• [Your task]:
Each line below should be reproduced without any alteration.

• [Input material]:
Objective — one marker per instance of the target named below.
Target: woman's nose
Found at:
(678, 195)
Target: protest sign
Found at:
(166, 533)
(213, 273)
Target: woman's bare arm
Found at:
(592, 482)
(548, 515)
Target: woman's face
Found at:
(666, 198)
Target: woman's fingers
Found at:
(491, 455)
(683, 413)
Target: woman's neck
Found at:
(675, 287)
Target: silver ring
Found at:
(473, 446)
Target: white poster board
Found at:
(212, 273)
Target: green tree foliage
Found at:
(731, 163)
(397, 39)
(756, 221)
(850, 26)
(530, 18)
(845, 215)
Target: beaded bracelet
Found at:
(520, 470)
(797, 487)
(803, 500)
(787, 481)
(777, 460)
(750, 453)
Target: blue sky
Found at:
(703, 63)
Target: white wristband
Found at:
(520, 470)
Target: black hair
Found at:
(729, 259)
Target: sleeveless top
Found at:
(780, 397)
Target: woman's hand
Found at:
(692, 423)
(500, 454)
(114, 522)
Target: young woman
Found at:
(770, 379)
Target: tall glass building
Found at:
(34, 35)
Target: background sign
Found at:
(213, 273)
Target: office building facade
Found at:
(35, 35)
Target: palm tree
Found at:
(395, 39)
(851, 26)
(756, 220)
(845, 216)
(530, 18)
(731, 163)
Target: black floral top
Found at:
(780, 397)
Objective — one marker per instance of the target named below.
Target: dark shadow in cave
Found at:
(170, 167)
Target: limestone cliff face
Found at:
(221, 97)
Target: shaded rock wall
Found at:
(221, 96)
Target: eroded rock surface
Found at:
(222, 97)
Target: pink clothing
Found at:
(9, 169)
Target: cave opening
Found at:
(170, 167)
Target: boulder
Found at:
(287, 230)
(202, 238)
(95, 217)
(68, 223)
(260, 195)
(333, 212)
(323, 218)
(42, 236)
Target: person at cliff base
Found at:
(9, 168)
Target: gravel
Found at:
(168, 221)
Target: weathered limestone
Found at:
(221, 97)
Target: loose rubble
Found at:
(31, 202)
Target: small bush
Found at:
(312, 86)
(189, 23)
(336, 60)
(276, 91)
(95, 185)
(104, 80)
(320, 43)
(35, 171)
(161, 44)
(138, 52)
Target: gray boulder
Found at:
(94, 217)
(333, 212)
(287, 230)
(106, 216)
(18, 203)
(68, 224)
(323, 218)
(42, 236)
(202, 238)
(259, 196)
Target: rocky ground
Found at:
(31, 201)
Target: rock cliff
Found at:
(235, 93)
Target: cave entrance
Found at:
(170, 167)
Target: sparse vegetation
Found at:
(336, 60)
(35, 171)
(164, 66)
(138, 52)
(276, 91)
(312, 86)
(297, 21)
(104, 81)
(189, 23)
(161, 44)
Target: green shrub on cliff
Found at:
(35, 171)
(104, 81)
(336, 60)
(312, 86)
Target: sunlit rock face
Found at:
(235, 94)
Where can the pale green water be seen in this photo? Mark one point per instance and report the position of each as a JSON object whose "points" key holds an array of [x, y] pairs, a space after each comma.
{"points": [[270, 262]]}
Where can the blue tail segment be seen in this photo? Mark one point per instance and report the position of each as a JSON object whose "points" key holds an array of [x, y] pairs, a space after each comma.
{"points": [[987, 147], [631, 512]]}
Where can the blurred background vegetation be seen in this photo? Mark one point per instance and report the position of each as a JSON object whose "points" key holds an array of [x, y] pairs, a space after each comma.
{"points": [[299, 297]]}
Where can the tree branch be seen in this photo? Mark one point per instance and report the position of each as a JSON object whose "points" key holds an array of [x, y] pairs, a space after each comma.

• [Response]:
Objective — one marker per instance of the target named below.
Target: woman's nose
Found at:
(678, 195)
Target: protest sign
Found at:
(166, 533)
(213, 273)
Target: woman's bare arm
Found at:
(592, 482)
(548, 515)
Target: woman's face
Found at:
(666, 198)
Target: woman's fingers
Found at:
(491, 455)
(683, 413)
Target: woman's neck
Found at:
(675, 287)
Target: silver ring
Found at:
(473, 446)
Target: white poster board
Found at:
(212, 273)
Target: green tree foliage
Found at:
(731, 163)
(397, 39)
(756, 221)
(850, 26)
(530, 18)
(845, 215)
Target: beaded bracelet
Found at:
(520, 470)
(797, 487)
(803, 500)
(787, 481)
(777, 460)
(750, 453)
Target: blue sky
Found at:
(703, 63)
Target: white wristband
Found at:
(520, 470)
Target: black hair
Found at:
(729, 259)
Target: sleeveless top
Found at:
(780, 397)
Target: woman's hand
Found at:
(692, 423)
(500, 454)
(114, 522)
Target: young woman
Found at:
(770, 379)
Target: tall glass building
Found at:
(34, 35)
Target: background sign
Found at:
(213, 273)
Target: office building facade
Found at:
(35, 35)
Target: palm tree
Found at:
(395, 39)
(851, 26)
(756, 220)
(845, 216)
(530, 18)
(731, 163)
Target: black floral top
Found at:
(780, 397)
Objective — one marker per instance of the target named below.
Target: dark shadow in cave
Found at:
(170, 167)
Target: limestone cliff face
Found at:
(221, 97)
Target: shaded rock wall
Found at:
(221, 96)
Target: eroded rock surface
Found at:
(222, 97)
Target: pink clothing
Found at:
(9, 169)
Target: cave opening
Found at:
(170, 167)
Target: boulder
Found at:
(287, 230)
(202, 238)
(95, 217)
(68, 223)
(260, 195)
(333, 212)
(323, 218)
(42, 236)
Target: person at cliff base
Found at:
(9, 168)
Target: gravel
Found at:
(168, 221)
Target: weathered limestone
Found at:
(221, 97)
Target: loose rubble
Found at:
(31, 202)
Target: small bush
Found at:
(312, 86)
(189, 23)
(336, 60)
(276, 91)
(95, 185)
(104, 80)
(320, 43)
(35, 171)
(161, 44)
(138, 52)
Target: gray boulder
Found at:
(94, 217)
(333, 212)
(287, 230)
(106, 216)
(18, 203)
(68, 224)
(323, 218)
(42, 236)
(202, 238)
(259, 196)
Target: rocky ground
Found at:
(31, 201)
Target: rock cliff
Found at:
(235, 93)
Target: cave entrance
Found at:
(170, 167)
Target: sparse vegetation
Found at:
(336, 60)
(35, 171)
(164, 66)
(138, 52)
(276, 91)
(312, 86)
(297, 21)
(104, 81)
(189, 23)
(161, 44)
Target: green shrub on cliff
Found at:
(35, 171)
(104, 81)
(336, 60)
(312, 86)
Target: sunlit rock face
Found at:
(235, 94)
Where can the pale green water be seen in this photo? Mark one point per instance and report the position of each as a JSON object whose "points" key holds an array of [x, y] pairs, a space after each comma.
{"points": [[270, 262]]}
Where can the blue tail segment be seen in this photo? Mark one point per instance and report the position of each as a JSON object whose "points" key holds an array of [x, y] pairs, a space after each comma.
{"points": [[987, 147], [631, 512]]}
Where can the blurred background vegetation be seen in this photo? Mark one point per instance and report the position of each as a JSON object whose "points" key holds an array of [x, y] pairs, a space after each comma.
{"points": [[299, 297]]}
Where can the tree branch be seen in this photo? Mark one point per instance and report the position of each as a JSON object whose "points" key holds an array of [x, y] pairs, a space after each comma.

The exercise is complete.